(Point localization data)
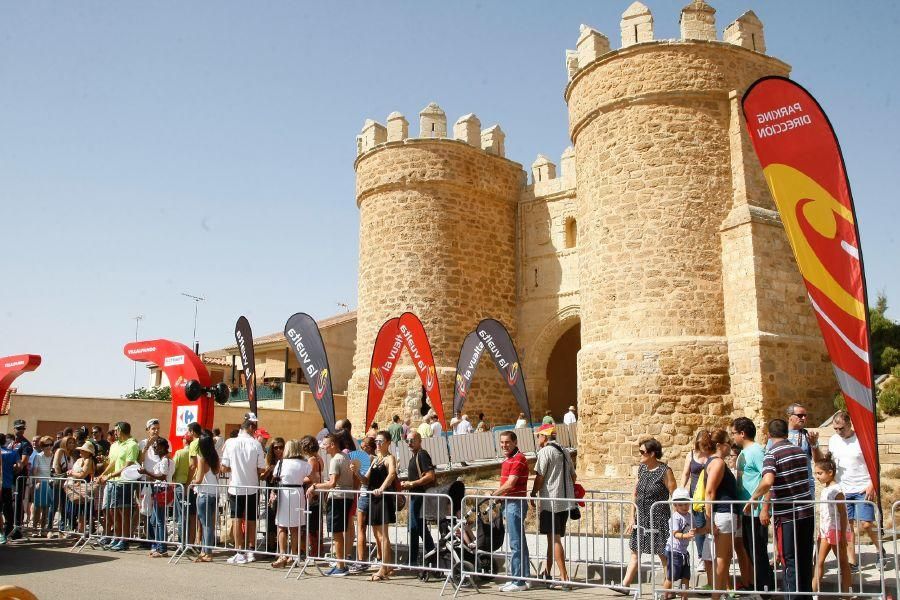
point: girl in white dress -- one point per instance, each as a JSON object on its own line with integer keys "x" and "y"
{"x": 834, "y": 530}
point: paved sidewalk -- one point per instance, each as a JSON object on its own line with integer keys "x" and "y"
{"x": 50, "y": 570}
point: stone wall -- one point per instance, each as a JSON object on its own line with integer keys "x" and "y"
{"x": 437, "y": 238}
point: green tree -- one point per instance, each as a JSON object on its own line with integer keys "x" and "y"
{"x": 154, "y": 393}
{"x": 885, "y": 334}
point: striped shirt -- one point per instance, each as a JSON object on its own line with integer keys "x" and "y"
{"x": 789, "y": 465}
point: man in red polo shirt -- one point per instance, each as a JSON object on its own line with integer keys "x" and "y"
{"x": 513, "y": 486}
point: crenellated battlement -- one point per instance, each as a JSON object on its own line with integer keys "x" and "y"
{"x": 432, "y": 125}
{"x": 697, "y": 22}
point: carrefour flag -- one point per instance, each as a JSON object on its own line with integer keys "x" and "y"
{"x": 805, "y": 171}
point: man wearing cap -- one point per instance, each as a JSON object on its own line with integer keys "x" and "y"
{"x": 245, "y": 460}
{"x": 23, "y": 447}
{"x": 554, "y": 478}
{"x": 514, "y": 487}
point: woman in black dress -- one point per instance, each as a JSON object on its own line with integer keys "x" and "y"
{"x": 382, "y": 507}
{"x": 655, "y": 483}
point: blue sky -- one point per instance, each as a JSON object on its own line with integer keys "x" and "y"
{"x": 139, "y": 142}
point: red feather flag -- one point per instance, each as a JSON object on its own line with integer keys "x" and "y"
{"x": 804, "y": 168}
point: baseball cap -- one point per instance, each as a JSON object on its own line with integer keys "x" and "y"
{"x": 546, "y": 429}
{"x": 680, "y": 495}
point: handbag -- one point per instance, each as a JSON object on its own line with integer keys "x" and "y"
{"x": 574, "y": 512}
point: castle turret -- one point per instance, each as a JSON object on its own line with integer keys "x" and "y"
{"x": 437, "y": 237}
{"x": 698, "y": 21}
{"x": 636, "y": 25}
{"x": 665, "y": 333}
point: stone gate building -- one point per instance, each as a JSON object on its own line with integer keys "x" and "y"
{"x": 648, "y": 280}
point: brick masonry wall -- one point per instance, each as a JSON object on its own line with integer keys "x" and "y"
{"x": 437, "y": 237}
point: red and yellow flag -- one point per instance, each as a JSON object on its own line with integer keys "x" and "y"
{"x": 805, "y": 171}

» **Task directions**
The pictures alone are to be left out when the data above is copied; all else must match exactly.

» **Response to this task**
point: girl in white dress -- one point per instance, each as a JSON object on its own line with integer keys "x" and "y"
{"x": 834, "y": 530}
point: paved sidewalk -- one point per instance, each as a JSON object on its own line with integer keys "x" and "y"
{"x": 50, "y": 570}
point: stone wall -- one point per instance, each as a JSON object on its own line with integer keys "x" and "y"
{"x": 437, "y": 238}
point: green tree -- one point per instance, each as a JSON object on its own line with integer keys "x" and "y"
{"x": 154, "y": 393}
{"x": 885, "y": 334}
point: striped shirt -- one point per instance, each as a JSON object on its own line with integer keys "x" and "y"
{"x": 789, "y": 465}
point: man in red polo shirt -- one point per instance, each as a JSON object on its own line with integer keys "x" and "y"
{"x": 513, "y": 486}
point: crenellated battlement -- one point per instance, each as a JSON object on its own line with integer keys "x" and "y"
{"x": 432, "y": 125}
{"x": 697, "y": 22}
point: carrefour flag -- one point per instance, each as a JSON object on its own line with integer keys "x" and "y"
{"x": 805, "y": 171}
point: man wearing cap -- one point per instance, each as a JSON object on its own line with integer keys "x" and "y"
{"x": 245, "y": 460}
{"x": 23, "y": 447}
{"x": 554, "y": 478}
{"x": 514, "y": 487}
point: woman in black dress -- one point per instance, each as a JSON object on its own line with integer keys "x" and "y"
{"x": 382, "y": 507}
{"x": 655, "y": 483}
point: blue sky -- one point per instance, each as a JSON object on its own line with integer keys "x" and "y"
{"x": 139, "y": 142}
point: red feather flag -- one point per instance, each as a JSON object on its own line with integer keys "x" and "y"
{"x": 804, "y": 168}
point: baseball cap -- one point per instance, each as a JSON object on its own line with integer keys "x" and "y"
{"x": 546, "y": 429}
{"x": 680, "y": 495}
point: handbag -- one point per instance, each as a JSON object on its own line with integer keys "x" and "y"
{"x": 574, "y": 512}
point: castle turret -- one point per instance, each as a JSON object on its own line with integer keys "x" and "y"
{"x": 437, "y": 237}
{"x": 698, "y": 21}
{"x": 636, "y": 25}
{"x": 665, "y": 333}
point: stone gate building -- one point per instance, each as a JSON object on its own line with integer keys "x" and "y"
{"x": 648, "y": 280}
point: brick masonry wall -- one point per instance, each as a JSON object on its own line with integer keys "x" and "y"
{"x": 437, "y": 237}
point: red and yellow flag -- one point per instance, each as a JSON object on its own line with integer keys "x" and "y"
{"x": 805, "y": 171}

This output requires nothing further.